■ **Materials provided**
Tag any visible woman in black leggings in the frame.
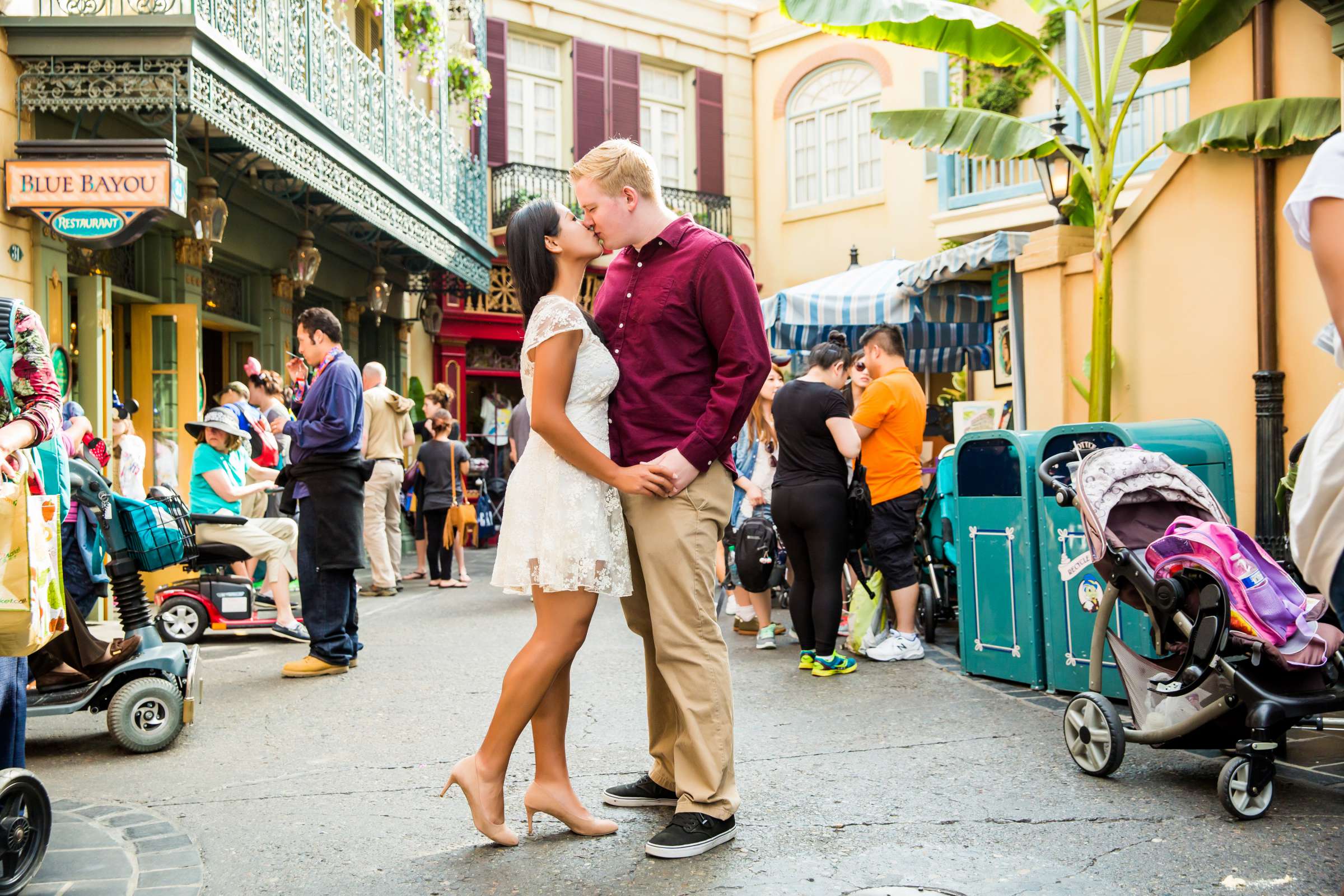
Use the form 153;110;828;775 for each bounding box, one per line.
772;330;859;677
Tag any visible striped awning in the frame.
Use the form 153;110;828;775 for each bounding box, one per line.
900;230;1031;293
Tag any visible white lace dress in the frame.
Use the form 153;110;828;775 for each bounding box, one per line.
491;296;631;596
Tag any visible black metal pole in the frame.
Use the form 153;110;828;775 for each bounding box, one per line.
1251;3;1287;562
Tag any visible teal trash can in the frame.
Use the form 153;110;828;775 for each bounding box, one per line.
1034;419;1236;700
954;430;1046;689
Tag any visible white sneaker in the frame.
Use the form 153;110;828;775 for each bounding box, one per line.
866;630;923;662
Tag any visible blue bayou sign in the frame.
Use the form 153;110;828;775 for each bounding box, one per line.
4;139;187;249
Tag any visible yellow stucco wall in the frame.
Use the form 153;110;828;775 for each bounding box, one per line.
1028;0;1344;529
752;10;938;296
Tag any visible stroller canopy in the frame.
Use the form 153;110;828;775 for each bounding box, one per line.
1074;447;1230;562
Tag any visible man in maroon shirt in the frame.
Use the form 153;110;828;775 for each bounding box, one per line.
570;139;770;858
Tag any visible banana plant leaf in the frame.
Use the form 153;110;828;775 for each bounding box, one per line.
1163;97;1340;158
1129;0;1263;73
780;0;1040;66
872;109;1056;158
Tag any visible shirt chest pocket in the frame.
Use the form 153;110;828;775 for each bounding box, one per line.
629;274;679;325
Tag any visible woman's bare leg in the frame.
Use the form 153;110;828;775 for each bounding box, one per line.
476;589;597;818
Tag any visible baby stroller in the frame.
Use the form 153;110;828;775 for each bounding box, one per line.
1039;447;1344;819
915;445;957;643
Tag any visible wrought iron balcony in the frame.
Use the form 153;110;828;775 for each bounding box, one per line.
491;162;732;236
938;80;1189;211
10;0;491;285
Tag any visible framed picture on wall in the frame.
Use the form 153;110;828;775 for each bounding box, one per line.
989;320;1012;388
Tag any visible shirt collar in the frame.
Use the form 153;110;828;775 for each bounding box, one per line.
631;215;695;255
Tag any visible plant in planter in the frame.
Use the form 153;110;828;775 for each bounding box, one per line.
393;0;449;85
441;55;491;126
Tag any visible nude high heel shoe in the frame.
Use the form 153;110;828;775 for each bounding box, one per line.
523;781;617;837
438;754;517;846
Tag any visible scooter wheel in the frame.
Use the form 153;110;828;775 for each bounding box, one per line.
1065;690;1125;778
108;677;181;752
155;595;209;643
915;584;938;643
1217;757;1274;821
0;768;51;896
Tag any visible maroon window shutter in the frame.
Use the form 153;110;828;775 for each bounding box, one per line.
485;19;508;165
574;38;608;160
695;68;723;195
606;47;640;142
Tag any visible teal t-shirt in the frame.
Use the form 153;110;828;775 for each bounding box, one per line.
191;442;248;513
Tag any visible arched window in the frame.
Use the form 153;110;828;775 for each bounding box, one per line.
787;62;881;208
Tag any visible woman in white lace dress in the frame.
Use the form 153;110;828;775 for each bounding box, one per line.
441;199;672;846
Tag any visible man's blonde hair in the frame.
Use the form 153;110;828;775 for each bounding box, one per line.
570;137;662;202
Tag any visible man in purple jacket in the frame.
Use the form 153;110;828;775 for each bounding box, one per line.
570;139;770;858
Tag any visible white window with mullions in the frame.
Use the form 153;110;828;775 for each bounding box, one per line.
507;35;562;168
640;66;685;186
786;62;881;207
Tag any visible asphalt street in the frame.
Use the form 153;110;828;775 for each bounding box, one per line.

---

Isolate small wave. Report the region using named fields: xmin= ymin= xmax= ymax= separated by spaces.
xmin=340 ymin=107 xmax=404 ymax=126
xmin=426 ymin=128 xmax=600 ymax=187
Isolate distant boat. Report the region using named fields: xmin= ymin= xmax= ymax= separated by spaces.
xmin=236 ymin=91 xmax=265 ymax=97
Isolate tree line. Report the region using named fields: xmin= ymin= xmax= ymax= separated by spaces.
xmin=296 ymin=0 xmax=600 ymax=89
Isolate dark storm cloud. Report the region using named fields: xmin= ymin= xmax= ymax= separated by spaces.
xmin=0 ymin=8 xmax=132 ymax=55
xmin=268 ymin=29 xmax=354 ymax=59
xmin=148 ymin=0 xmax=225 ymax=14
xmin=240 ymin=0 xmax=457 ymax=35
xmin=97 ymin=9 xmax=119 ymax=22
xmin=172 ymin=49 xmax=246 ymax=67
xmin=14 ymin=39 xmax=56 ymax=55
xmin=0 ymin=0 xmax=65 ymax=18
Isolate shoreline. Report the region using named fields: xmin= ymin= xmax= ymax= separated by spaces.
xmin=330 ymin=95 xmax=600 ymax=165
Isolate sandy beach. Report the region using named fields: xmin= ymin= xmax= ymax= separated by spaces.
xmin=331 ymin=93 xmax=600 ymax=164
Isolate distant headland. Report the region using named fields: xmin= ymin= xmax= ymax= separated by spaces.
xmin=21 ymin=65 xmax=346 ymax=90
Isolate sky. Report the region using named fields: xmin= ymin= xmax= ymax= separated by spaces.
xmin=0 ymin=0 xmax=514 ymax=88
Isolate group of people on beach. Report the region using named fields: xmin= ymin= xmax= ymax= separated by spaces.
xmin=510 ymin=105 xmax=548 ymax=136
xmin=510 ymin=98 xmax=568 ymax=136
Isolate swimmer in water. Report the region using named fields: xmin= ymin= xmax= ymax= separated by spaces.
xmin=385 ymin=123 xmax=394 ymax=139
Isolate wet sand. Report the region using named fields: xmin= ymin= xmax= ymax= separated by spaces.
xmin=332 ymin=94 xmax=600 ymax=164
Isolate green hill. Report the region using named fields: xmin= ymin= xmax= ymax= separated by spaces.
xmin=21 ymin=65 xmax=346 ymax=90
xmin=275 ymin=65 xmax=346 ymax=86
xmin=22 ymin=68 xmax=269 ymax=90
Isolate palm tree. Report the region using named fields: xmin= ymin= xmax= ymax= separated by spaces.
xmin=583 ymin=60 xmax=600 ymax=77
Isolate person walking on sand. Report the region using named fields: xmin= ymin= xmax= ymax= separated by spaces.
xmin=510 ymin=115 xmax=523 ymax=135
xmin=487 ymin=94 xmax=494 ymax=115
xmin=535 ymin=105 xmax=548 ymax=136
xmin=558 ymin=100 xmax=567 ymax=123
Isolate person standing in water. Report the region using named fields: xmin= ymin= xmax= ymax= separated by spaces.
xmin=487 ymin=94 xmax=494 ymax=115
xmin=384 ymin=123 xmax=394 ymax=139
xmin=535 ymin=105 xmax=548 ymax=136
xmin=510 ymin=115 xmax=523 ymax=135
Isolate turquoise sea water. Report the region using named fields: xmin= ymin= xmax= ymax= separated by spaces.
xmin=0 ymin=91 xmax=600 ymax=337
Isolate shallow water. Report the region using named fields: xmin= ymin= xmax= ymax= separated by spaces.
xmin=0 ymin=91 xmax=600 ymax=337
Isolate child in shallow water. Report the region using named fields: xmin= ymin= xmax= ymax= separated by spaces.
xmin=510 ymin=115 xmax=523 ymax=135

■ **Short task**
Retype the data above without alteration, starting with the line that contains "Isolate small wave." and continuing through the line that contains "xmin=332 ymin=94 xmax=600 ymax=164", with both of those lines included.

■ **Written reply**
Isolate small wave. Report the region using named fields: xmin= ymin= xmax= ymax= separated by spaces.
xmin=340 ymin=107 xmax=404 ymax=126
xmin=426 ymin=128 xmax=600 ymax=187
Isolate distant boat. Report the region using named fields: xmin= ymin= xmax= ymax= separated by spaces.
xmin=236 ymin=91 xmax=265 ymax=97
Isolate tree line. Report the region using named fields: xmin= ymin= xmax= ymax= separated by spaces.
xmin=296 ymin=0 xmax=600 ymax=89
Isolate dark storm cloud. Report the region using named fields: xmin= ymin= xmax= ymax= separated by spaces.
xmin=0 ymin=8 xmax=132 ymax=55
xmin=268 ymin=29 xmax=354 ymax=59
xmin=148 ymin=0 xmax=225 ymax=14
xmin=240 ymin=0 xmax=457 ymax=35
xmin=97 ymin=9 xmax=119 ymax=22
xmin=172 ymin=49 xmax=246 ymax=67
xmin=14 ymin=39 xmax=56 ymax=55
xmin=0 ymin=0 xmax=65 ymax=18
Isolate shoreline. Report the region using named fields: xmin= ymin= xmax= ymax= separated by spaces.
xmin=330 ymin=95 xmax=600 ymax=165
Isolate sandy beach. Report the region using named fields: xmin= ymin= xmax= ymax= separated by spaces.
xmin=331 ymin=93 xmax=600 ymax=164
Isolate distant headland. Report the region using named fields: xmin= ymin= xmax= ymax= separated by spaces.
xmin=21 ymin=65 xmax=346 ymax=90
Isolate sky. Report the region using named fields: xmin= ymin= xmax= ymax= separated by spaces.
xmin=0 ymin=0 xmax=514 ymax=88
Isolate group of people on beach. Report the region using named fields: xmin= ymin= xmax= ymax= separated by spaces.
xmin=510 ymin=105 xmax=548 ymax=136
xmin=510 ymin=98 xmax=568 ymax=136
Isolate swimmer in water. Report the region using named fields: xmin= ymin= xmax= ymax= separated by spaces.
xmin=385 ymin=123 xmax=394 ymax=139
Isolate wet sand. Report the region using named fields: xmin= ymin= xmax= ymax= separated by spaces.
xmin=332 ymin=94 xmax=600 ymax=164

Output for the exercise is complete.